▸ **Your instructions**
Rewrite the listing from its start through the line containing "[0,70,798,449]", substituting "slushy snow" for "dirty snow" and leaving everything else unchanged.
--- start Records for this task ---
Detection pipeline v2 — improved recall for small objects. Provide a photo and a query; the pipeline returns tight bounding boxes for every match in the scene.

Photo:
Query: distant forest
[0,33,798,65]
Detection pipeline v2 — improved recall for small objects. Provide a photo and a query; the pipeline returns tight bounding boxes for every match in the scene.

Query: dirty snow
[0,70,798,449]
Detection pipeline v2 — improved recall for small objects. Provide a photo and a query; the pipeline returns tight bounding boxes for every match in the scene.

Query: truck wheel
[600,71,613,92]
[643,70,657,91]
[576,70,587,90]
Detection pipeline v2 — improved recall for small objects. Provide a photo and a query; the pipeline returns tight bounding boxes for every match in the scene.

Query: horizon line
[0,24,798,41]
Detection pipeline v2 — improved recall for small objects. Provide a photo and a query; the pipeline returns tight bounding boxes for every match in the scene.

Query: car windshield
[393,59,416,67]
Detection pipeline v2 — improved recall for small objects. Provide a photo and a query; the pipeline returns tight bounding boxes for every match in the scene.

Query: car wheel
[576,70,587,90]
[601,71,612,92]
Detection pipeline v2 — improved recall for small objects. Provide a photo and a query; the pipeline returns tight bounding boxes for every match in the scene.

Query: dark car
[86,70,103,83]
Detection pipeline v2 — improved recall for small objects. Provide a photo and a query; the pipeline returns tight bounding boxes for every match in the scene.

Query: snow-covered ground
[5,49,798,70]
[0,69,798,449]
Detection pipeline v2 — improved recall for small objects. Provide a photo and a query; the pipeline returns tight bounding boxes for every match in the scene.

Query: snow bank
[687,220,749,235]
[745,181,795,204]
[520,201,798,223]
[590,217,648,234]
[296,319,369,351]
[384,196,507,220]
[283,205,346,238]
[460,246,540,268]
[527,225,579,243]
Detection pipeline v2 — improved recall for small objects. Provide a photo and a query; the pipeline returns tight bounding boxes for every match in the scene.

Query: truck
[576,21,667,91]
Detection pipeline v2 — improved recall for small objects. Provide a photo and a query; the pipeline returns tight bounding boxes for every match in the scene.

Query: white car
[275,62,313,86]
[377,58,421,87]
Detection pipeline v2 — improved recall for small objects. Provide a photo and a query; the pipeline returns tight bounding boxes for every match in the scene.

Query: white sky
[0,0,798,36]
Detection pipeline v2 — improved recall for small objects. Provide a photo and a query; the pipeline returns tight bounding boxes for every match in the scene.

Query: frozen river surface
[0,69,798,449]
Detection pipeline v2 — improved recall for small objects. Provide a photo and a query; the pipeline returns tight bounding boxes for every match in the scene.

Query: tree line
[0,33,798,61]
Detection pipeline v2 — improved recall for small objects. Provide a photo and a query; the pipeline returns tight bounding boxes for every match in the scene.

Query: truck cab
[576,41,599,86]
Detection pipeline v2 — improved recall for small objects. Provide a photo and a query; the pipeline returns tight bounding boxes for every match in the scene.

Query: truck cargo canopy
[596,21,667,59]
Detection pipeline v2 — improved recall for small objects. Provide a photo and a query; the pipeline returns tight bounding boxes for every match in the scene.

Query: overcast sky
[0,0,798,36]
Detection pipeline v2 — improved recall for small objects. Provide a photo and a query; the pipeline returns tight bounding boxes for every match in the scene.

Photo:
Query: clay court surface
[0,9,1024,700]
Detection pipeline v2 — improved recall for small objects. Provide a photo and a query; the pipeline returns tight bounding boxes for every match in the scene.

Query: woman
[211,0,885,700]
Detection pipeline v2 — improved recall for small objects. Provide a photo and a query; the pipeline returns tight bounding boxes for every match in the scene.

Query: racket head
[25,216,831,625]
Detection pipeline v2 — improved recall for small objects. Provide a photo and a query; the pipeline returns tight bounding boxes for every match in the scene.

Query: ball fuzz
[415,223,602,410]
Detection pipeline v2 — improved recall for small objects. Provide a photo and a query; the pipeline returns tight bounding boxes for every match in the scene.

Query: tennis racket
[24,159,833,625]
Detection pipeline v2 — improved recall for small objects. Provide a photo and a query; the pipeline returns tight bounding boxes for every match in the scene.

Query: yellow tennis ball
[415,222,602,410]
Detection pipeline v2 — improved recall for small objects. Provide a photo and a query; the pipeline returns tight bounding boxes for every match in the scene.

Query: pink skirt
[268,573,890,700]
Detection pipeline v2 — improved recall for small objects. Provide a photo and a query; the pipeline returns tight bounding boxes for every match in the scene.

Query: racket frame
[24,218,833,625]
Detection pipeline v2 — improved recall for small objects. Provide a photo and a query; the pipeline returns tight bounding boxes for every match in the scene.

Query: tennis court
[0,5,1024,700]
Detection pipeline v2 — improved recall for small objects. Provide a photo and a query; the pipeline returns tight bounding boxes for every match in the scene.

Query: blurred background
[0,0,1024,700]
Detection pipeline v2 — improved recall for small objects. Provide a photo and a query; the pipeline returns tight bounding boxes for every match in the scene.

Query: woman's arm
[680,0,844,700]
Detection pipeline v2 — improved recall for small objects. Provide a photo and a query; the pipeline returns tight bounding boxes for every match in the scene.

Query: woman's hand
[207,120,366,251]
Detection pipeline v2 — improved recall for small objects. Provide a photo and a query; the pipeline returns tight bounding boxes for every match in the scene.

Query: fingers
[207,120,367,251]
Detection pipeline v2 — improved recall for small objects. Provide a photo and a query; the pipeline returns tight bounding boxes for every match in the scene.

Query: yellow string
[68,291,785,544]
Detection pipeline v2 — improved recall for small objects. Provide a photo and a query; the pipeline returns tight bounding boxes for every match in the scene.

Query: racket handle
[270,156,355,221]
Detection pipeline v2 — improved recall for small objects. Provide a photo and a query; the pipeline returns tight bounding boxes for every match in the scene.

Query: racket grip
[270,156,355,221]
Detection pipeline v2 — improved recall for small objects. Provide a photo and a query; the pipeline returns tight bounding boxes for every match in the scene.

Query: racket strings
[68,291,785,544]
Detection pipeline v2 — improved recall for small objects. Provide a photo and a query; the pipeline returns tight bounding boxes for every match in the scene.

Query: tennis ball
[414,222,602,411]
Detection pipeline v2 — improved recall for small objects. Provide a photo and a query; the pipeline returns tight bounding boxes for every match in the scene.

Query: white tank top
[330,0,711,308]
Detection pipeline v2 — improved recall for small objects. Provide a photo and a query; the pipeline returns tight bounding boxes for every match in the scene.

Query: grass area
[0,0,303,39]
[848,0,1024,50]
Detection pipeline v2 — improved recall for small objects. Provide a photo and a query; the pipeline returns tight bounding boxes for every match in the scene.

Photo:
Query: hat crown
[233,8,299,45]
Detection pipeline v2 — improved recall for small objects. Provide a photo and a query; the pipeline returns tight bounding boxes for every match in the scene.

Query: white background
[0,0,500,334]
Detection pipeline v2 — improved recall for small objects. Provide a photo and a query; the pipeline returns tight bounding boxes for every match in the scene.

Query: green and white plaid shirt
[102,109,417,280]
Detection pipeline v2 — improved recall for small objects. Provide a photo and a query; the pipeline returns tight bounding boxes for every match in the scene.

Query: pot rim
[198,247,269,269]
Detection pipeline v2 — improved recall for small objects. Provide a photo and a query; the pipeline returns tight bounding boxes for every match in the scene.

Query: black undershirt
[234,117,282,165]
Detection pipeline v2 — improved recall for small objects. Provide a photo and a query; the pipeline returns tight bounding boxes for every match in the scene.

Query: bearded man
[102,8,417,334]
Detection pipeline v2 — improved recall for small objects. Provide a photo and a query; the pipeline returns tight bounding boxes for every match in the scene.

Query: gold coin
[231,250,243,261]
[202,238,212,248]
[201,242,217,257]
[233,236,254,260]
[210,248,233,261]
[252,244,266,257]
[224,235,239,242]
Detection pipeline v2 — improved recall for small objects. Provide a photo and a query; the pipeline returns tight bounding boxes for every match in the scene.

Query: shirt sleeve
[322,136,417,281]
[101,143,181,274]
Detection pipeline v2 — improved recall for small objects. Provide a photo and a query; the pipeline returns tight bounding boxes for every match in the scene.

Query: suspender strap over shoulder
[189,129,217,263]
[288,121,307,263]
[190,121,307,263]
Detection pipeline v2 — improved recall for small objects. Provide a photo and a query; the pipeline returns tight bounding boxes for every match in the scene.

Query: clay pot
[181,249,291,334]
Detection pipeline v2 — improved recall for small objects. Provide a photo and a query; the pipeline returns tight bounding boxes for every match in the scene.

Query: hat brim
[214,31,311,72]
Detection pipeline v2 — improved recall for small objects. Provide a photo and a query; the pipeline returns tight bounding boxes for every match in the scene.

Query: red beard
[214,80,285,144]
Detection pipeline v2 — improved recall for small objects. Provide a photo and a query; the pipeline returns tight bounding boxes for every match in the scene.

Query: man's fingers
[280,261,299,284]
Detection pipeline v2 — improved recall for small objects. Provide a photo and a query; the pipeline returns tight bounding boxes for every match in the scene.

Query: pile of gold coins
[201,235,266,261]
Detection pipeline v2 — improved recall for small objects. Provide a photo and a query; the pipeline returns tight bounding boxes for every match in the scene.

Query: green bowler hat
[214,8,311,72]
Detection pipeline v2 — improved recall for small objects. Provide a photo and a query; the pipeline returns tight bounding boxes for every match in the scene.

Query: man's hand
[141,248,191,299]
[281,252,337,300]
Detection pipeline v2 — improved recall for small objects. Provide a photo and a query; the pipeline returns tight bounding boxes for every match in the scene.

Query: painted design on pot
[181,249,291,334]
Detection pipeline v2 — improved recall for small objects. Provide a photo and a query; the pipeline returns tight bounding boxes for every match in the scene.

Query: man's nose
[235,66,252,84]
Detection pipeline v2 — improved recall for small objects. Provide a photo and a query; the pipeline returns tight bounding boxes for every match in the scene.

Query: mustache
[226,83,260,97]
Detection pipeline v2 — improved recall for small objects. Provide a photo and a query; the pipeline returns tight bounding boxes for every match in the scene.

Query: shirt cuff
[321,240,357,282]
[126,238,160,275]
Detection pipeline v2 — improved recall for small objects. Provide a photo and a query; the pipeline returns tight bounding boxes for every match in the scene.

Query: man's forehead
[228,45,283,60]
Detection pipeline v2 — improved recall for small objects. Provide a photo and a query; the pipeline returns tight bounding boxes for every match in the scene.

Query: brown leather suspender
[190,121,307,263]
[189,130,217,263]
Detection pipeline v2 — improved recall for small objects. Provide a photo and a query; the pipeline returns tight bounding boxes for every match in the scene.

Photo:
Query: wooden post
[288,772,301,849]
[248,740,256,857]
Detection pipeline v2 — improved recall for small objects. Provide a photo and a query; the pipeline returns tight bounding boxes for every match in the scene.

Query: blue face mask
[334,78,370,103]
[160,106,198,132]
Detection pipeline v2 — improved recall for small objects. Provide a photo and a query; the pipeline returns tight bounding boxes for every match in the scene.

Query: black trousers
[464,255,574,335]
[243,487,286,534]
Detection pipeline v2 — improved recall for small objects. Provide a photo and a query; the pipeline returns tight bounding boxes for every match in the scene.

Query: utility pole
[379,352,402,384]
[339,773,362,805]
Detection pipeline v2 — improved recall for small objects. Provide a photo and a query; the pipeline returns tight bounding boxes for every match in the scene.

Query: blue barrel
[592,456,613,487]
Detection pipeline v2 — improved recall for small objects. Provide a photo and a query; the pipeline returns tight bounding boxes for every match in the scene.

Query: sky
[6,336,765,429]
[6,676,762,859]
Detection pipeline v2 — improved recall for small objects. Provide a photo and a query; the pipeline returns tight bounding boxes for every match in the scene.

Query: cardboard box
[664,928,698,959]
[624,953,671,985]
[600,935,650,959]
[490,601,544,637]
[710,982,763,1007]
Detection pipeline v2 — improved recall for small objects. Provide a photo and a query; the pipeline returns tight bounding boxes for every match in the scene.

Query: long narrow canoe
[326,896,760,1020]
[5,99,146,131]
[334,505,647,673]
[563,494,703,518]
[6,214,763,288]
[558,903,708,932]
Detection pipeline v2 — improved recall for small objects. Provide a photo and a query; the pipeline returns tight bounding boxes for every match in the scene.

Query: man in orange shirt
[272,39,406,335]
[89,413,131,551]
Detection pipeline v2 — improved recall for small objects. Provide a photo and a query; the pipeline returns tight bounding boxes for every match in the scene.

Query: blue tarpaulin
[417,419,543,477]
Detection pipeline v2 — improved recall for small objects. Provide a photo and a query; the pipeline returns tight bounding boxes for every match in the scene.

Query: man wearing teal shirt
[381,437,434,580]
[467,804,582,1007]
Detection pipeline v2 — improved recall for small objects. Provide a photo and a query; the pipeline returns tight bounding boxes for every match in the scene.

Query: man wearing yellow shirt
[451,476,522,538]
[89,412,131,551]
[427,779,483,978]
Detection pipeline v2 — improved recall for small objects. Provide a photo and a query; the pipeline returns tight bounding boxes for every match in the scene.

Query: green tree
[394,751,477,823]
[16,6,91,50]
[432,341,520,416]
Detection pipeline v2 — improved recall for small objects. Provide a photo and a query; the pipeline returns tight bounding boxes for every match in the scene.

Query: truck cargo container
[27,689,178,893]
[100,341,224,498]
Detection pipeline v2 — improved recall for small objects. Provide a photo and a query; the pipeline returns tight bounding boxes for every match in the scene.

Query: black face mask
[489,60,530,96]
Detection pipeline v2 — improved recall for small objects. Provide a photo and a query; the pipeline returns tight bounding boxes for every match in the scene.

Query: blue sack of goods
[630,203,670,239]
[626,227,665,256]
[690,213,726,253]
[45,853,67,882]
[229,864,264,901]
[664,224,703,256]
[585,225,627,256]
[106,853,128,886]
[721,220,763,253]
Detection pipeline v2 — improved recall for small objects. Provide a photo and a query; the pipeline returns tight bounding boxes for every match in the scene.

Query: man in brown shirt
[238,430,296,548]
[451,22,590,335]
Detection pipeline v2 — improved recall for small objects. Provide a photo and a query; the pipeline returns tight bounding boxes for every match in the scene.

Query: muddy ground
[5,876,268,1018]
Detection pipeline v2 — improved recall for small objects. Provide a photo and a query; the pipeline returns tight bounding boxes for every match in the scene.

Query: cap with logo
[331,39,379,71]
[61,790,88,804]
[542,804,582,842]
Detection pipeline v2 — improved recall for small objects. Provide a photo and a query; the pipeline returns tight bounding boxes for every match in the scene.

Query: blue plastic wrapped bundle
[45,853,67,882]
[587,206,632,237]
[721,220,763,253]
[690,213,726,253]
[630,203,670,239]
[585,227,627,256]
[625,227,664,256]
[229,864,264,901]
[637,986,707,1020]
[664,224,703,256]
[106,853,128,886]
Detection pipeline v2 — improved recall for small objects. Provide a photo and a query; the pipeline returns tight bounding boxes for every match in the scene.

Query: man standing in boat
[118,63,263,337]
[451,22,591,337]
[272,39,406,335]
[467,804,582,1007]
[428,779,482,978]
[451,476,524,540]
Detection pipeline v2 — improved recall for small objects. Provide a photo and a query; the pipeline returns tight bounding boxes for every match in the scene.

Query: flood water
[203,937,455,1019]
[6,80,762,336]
--- end Records for this task ---
▸ **Finished task**
Detection pipeline v2 — improved recall for small objects. Provide a photo and a query; the pipeline returns tight bounding boxes for every match in the scene.

Photo:
Query: distant forest
[0,33,798,65]
Detection pipeline v2 — improved recall for small objects. Provide a photo and a query; the pipeline returns tight bounding boxes for every match in the scene.

Query: slushy snow
[0,70,798,449]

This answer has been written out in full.